> **Short task**: Put every one of the entries below into a two-column CSV with the headers instruction and points, one row per entry, holding its text and its answer, each in a single quoted field with line breaks replaced by spaces. Leave the pictures out of the CSV.

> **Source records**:

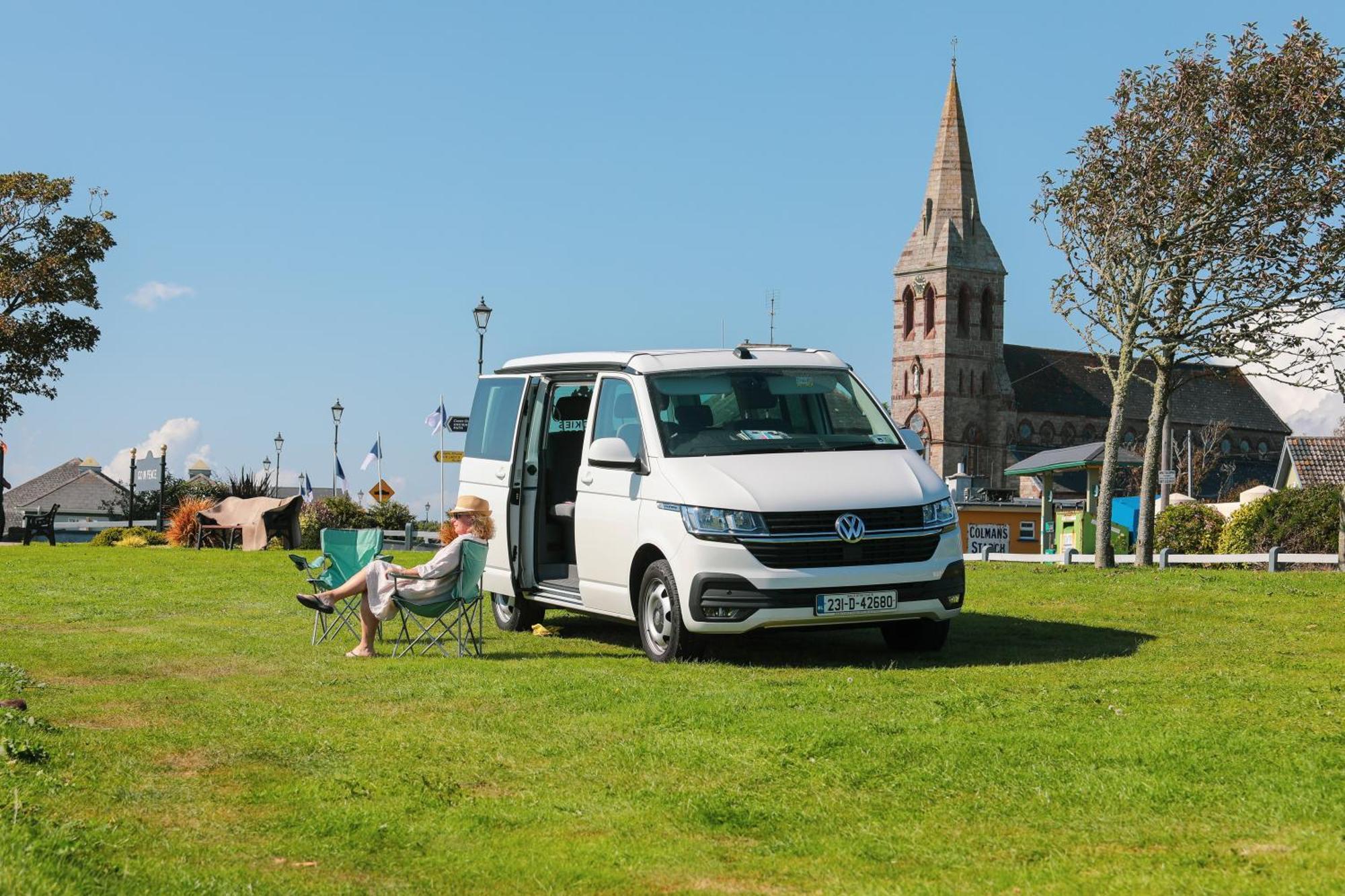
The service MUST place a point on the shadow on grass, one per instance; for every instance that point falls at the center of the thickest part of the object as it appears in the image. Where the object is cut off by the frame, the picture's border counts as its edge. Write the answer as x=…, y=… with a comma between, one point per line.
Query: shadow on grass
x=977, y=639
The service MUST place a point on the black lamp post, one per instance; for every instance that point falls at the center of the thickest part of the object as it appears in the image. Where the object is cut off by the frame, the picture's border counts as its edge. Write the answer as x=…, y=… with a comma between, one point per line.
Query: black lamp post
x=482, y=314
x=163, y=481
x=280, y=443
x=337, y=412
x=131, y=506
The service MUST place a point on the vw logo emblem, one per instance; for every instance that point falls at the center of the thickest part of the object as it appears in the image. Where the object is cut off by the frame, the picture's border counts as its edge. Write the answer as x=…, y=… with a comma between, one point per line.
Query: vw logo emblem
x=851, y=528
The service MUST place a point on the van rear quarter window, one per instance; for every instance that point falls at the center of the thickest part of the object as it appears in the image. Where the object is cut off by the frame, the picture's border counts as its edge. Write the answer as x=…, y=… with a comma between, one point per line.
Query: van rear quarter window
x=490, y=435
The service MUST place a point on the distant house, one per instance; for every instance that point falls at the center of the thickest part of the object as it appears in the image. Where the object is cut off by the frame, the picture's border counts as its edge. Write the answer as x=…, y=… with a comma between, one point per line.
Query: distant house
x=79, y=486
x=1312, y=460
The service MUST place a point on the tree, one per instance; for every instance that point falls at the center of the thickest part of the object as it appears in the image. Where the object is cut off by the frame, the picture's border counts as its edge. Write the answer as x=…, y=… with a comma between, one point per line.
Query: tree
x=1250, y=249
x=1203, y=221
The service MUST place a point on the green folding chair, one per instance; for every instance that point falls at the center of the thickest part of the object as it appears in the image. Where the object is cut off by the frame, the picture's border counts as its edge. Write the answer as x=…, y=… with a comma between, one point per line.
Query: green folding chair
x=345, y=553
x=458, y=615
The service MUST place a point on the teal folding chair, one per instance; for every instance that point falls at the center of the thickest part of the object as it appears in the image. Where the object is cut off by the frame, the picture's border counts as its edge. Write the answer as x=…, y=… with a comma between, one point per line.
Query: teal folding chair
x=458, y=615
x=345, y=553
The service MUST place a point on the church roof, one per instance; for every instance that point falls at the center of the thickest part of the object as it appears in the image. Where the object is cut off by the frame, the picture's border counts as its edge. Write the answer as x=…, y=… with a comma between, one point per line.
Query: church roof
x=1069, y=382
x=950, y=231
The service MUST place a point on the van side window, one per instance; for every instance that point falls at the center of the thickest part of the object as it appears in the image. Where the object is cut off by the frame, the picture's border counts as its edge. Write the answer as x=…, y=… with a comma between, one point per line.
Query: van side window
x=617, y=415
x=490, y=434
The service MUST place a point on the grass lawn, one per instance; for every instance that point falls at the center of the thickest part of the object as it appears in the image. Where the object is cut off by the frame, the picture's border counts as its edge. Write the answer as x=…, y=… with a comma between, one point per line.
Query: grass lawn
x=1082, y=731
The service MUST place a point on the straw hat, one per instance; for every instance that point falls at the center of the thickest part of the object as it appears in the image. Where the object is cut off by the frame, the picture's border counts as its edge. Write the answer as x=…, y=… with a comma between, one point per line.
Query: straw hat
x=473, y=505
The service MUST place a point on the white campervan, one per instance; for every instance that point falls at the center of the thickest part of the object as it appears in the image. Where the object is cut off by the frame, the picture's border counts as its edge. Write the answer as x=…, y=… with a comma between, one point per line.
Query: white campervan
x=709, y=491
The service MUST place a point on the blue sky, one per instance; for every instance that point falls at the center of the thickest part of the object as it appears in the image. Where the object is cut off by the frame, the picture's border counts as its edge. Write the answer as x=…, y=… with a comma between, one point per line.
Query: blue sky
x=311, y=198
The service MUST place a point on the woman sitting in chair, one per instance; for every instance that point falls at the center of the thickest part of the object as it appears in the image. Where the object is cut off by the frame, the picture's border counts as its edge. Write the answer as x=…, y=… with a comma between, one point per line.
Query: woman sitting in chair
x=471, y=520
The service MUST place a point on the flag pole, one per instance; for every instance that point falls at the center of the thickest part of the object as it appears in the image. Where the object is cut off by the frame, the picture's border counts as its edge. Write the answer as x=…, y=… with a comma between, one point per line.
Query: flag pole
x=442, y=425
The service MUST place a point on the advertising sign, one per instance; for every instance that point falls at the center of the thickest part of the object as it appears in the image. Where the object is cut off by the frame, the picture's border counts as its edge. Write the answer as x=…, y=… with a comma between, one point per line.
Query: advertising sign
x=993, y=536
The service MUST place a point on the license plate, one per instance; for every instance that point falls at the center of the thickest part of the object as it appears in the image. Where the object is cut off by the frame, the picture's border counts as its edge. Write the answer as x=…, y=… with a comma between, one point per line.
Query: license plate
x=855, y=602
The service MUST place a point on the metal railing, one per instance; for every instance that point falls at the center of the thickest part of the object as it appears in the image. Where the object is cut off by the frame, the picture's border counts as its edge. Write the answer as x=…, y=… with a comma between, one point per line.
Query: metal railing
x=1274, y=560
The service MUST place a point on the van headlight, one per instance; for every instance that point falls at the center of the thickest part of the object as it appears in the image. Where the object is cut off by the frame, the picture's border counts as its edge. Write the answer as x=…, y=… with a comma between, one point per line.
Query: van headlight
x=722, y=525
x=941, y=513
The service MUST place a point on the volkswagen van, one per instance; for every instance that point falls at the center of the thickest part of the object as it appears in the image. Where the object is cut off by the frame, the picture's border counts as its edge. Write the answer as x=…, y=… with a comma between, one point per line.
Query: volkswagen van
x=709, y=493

> **Output below**:
instruction,points
"The service MUST place a point on the shadow on grass, one per instance; for every instance that point falls at the center of the thickest part of the object as it appears in the image. Where the object is cut off by the frame, the picture's border counts as its edge. Write the answer as x=…, y=… with a comma between, one point per line. Query: shadow on grass","x=977, y=639"
"The service MUST place a point on the black lamp post, one per instance; for every instance that point falls at the center of the thickest part of the object as it appears in the image. Where the object is cut off by the frame, the picture's border counts as its edge. Write the answer as x=…, y=… with a comma between, one point per line. Query: black lamp post","x=482, y=314 x=163, y=481 x=280, y=443 x=337, y=412 x=131, y=506"
"The service MUST place a point on the vw logo emblem, one per instance; for every instance that point falls at the center of the thickest part of the object as it appears in the image. Where the object is cut off by the frame, the picture's border counts as its edge. Write the answer as x=…, y=… with a comma between, one point per line. Query: vw logo emblem","x=851, y=528"
"The service MUST place a point on the van rear quarter window, one per instance; for every instance that point falls at the center of the thickest part of the object as it appears in the image. Where the object is cut off by the frame, the picture's border counts as its edge. Write the answer as x=…, y=… with a comma between, one point per line. Query: van rear quarter window","x=490, y=435"
"The service MUST place a point on the distant house, one per instance; for every instance that point falls at the center of the thickest part of the object as it appears in the image. Where the object is cut off by the frame, the picture's border counts as its edge. Write the answer as x=…, y=… with a comma between, one point per line. Query: distant house","x=79, y=486 x=1312, y=460"
"The service MUST place a point on the tree, one per instance; for every instance that point falls at the center of the thickest part of the object as it appears in the image. Where the object is cut off by the frame, the picture's border counts as its edge. Write the answer as x=…, y=… with a comma between, one point per line. Query: tree","x=1250, y=249 x=1203, y=221"
"The service MUST place a point on the green folding chair, one per instance; for every instance that point falls at the center of the thickest part of the object as it appears in the image. Where the object is cut off by the frame, the picture's border counts as its edge. Write the answer as x=…, y=… with a comma between, one point per line. Query: green folding chair","x=345, y=553 x=458, y=615"
"The service MUST place a point on the teal folding chair, one per instance; for every instance that point falls at the center of the thickest part of the object as it appears in the image. Where the object is cut off by the frame, the picture's border counts as its edge. Write the answer as x=…, y=… with a comma between, one point per line. Query: teal folding chair","x=458, y=615 x=345, y=553"
"The service MUST place a point on the church roof, one per instance; for every instance that point falls at the center of the thickest part of the object as it appears in the image. Where the object is cut off by the frame, the picture's border counts as its edge. Write the answer as x=…, y=… with a comma between, one point per line. Query: church roof","x=1069, y=382 x=950, y=231"
"The service MUST place a point on the van side window, one per instance; for every instance that point falls at the center of the thickest part of the object as it appears in the image. Where the object is cut off by the frame, the picture's border counts as its edge. Write the answer as x=…, y=… with a comma between, one point per line. Query: van side window","x=617, y=415 x=490, y=434"
"The service MUST place a point on the grass lawn, one per instance; for every instance that point falls at the center of the thickest part of the object as it appears in the image. Where the object is cut off by the frame, the picture's border counts as its edge. Write the answer as x=…, y=… with a comma between, one point per line. Query: grass lawn","x=1082, y=731"
"The service MUST place a point on the straw hat, one per instance; for every instance that point falls at the center of the thickest part of the object as it appears in the image. Where the object is cut off by the frame, the picture's border counts as its edge. Write the answer as x=…, y=… with a comma between, one point per line. Query: straw hat","x=473, y=505"
"The service MUST place a point on the white campervan, one per instance; for every instance that point falls at the center of the thickest part of the object as it appears in the image. Where the object is cut off by the frame, the picture's border counts as its edge. Write the answer as x=…, y=… with a comma between, one point per line. Query: white campervan","x=709, y=491"
"The service MUST place a point on the blue sky, one per instance; for every instance that point falls at the center of the thickest part of the object as it appears in the image. Where the object is cut off by the frame, the picture's border counts as its edge. Write the answer as x=…, y=… with a comma between, one point per line. Query: blue sky","x=311, y=198"
"The service MUST place a point on the woman sitting in chair, one per instance; for every instance that point falls at the center of the thickest part of the object as it appears in the image. Where the object is cut off by the frame, the picture's border counts as its edge. Write the answer as x=…, y=… with a comma between, one point per line. Query: woman sitting in chair","x=471, y=520"
"The service MUST place a point on the flag pole, one per instance; for every instance that point falls at the center of the thickest part of the object as it appears in the image. Where the object is cut off by the frame, the picture's border counts as its edge. Write the answer as x=…, y=… with a comma between, one point per line. Query: flag pole","x=442, y=425"
"The service MUST place a point on the advertising sign, one per instance; for every instance that point falls at the center of the thickest part of the object as it appears in the image. Where the object is cut off by the frame, the picture's border counts as its edge. Write the answer as x=…, y=… with a comma between, one point per line. Query: advertising sign","x=993, y=536"
"The service MUST place a point on the license plate, one per instance; for every instance that point falls at the center of the thickest part of the object as it appears in the image. Where the object is cut off by the frame, the picture's border counts as its edge. Write the answer as x=…, y=… with a comma between, one point per line. Query: license plate","x=855, y=602"
"The service MUST place a point on the metal railing, one per instance; for every instance that point falls at the center of the thickest part of the object as it appears in the image. Where the object is cut off by the frame, the picture's border counts as its edge. Write the answer as x=…, y=… with a comma between, one point per line. Query: metal railing","x=1274, y=560"
"The service MUST place a point on the van headlight, one per instance; for every instance that point falls at the center of the thickest part of the object as it appears in the image. Where the object is cut off by the frame, the picture's border counts as its edge. Write the answer as x=…, y=… with a comma between, one point per line. Query: van headlight","x=722, y=525 x=941, y=513"
"The service MUST place a point on the volkswagen van, one per instance; for every instance that point falls at the center of the thickest part of the object as it appears in the image. Where the object is cut off by the frame, the picture's border counts as its edge. Write the answer as x=…, y=… with a comma between, one point per line. Query: volkswagen van","x=709, y=493"